Directive -
Put the stretch of the records below from the line containing "motor housing in" through the line containing "pixel 210 233" into a JSON list of strings, one string per line with blank lines omitted. Include only those lines.

Listed entries -
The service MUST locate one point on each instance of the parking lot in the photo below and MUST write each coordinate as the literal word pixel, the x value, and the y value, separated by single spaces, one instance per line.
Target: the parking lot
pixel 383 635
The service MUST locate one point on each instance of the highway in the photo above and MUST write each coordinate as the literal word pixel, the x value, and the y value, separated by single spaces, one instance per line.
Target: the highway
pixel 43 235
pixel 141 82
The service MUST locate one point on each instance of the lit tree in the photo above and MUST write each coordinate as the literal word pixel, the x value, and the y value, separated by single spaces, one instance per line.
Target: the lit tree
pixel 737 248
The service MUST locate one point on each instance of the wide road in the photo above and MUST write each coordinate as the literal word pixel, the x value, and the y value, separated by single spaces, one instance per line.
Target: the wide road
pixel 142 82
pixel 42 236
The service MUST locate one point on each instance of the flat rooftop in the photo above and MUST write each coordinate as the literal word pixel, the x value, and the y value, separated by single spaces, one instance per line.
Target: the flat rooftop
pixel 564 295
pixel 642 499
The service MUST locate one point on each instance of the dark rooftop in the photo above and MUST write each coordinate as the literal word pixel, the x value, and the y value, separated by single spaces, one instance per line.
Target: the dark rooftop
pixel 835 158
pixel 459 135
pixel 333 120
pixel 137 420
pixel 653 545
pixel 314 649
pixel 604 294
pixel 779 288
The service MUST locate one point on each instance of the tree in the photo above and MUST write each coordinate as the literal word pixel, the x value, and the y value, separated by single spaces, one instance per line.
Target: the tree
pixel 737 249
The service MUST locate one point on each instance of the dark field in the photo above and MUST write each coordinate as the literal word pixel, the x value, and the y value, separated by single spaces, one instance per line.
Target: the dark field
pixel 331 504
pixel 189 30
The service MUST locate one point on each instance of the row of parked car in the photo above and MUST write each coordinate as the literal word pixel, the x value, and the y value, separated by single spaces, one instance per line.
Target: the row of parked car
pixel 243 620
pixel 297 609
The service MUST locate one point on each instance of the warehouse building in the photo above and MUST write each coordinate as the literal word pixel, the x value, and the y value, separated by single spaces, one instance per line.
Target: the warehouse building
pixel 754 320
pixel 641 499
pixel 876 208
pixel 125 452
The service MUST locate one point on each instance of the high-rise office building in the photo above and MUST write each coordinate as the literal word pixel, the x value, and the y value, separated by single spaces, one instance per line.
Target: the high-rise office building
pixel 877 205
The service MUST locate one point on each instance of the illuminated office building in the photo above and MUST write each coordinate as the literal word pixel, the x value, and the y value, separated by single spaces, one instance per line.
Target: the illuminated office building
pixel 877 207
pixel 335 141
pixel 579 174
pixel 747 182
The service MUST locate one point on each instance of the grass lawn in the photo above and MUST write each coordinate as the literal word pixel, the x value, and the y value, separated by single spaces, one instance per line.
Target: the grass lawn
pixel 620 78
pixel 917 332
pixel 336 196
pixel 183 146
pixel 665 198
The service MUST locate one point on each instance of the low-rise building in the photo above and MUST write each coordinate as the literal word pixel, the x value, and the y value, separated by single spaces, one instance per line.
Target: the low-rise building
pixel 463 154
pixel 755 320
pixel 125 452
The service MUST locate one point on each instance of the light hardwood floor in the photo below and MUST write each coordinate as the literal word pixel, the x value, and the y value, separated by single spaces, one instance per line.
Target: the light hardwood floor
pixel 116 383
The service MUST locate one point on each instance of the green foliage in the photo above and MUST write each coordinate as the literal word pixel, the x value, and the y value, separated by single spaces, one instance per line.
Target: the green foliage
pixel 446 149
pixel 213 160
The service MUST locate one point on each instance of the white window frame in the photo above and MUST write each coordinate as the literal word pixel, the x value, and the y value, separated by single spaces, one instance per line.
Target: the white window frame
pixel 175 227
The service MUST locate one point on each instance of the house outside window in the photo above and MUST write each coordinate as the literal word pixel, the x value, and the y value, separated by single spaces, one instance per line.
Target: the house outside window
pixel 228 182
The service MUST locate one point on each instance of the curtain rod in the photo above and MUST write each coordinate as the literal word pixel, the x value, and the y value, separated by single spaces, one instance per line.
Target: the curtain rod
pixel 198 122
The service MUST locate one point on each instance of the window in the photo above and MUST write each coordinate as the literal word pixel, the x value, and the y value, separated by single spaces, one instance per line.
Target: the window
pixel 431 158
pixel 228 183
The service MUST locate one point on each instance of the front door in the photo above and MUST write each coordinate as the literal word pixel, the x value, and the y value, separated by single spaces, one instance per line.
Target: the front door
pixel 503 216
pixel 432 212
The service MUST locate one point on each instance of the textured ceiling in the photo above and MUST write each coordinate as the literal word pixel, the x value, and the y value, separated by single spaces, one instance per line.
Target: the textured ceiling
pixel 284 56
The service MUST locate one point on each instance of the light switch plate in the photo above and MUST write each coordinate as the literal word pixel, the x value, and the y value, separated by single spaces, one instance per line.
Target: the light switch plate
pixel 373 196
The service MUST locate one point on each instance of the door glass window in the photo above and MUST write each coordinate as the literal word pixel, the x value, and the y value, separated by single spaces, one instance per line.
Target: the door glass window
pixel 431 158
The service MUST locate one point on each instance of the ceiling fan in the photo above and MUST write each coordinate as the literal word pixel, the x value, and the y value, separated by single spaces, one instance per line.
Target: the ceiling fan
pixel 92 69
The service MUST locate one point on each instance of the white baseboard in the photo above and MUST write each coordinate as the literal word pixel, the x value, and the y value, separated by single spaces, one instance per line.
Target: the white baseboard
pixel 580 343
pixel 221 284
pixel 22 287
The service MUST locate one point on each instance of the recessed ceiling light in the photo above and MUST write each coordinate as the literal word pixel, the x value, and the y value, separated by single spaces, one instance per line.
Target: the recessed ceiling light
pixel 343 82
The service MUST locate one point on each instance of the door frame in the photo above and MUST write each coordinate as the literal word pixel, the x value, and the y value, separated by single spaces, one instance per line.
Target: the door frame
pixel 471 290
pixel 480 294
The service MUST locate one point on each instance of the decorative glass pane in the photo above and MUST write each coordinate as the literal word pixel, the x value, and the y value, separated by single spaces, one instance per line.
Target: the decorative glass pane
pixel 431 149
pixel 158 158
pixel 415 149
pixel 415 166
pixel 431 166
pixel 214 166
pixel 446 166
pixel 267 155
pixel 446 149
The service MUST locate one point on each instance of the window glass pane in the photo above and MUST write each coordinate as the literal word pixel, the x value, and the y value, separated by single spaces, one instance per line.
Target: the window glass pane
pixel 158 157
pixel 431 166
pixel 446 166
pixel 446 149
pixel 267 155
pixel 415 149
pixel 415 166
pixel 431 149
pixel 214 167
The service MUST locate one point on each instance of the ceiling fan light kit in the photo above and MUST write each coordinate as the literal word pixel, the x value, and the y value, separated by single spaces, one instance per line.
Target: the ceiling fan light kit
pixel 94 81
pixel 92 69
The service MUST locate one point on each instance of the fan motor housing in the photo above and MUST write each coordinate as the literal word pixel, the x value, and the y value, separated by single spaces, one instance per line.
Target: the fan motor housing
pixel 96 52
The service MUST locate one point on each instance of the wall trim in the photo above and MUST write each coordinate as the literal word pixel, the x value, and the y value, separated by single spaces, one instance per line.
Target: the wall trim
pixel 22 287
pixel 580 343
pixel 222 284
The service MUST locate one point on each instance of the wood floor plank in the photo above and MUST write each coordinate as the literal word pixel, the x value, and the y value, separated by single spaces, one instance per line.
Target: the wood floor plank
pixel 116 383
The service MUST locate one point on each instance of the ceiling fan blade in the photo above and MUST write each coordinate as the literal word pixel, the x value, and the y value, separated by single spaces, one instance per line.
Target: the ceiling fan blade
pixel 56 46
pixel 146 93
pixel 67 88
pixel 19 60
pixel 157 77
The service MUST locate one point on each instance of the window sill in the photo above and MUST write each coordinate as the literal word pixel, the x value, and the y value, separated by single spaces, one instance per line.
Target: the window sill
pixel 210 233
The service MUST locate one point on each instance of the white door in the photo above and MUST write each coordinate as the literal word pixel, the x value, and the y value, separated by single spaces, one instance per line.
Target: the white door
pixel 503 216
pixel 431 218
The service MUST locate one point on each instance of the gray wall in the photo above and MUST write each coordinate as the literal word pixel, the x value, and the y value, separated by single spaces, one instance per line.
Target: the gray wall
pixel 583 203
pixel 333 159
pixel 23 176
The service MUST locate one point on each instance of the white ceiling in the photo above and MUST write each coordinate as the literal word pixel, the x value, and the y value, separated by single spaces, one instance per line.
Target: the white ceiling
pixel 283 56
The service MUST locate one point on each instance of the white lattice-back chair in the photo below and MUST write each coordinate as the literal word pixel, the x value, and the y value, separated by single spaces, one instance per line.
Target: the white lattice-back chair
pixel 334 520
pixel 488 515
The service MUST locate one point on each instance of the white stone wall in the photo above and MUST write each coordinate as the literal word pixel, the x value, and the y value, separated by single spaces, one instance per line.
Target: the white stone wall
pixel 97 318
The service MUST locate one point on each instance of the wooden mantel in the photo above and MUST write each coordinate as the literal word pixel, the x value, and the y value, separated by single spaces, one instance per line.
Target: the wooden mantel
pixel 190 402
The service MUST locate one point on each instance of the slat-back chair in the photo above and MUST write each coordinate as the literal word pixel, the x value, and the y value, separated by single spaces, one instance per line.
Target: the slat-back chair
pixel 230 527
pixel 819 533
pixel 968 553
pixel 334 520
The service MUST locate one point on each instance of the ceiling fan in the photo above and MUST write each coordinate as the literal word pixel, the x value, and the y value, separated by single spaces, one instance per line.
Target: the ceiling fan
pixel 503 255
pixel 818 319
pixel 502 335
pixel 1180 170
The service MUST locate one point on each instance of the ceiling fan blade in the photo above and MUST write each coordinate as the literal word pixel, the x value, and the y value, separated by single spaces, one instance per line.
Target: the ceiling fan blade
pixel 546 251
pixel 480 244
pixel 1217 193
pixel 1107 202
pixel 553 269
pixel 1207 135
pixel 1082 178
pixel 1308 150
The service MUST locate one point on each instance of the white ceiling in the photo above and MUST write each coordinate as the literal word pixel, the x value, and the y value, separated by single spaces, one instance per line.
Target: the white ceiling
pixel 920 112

Task output -
[
  "The service MUST locate one point on each instance of the fan motor housing in the photo above and MUST write each coordinate as the literal word pixel, the x value, and the y value, separated by single spaces, one instance per line.",
  "Target: the fan motor housing",
  "pixel 96 52",
  "The service MUST locate one point on each instance of the wall trim in the photo above and MUST write each coordinate as the literal word pixel, the x value, and the y value, separated by single spaces, one instance per line.",
  "Target: the wall trim",
  "pixel 22 287",
  "pixel 580 343",
  "pixel 222 284",
  "The service MUST locate one point on each instance of the wood floor plank in the photo above and MUST write each coordinate as the literal word pixel, the x value, and the y value, separated by single spaces, one instance per line.",
  "Target: the wood floor plank",
  "pixel 116 383",
  "The service MUST locate one point on each instance of the ceiling fan blade in the photo above and MUST write each coordinate as the literal word pixel, the x value, and the y value, separated by single spaces, one instance per line.",
  "Target: the ceiling fan blade",
  "pixel 56 46",
  "pixel 146 93",
  "pixel 67 88",
  "pixel 19 60",
  "pixel 157 77",
  "The service MUST locate one point on each instance of the window sill in the photo above and MUST write each coordinate as the literal word pixel, the x value, and the y value, separated by single spaces, one instance per line.",
  "Target: the window sill",
  "pixel 210 233"
]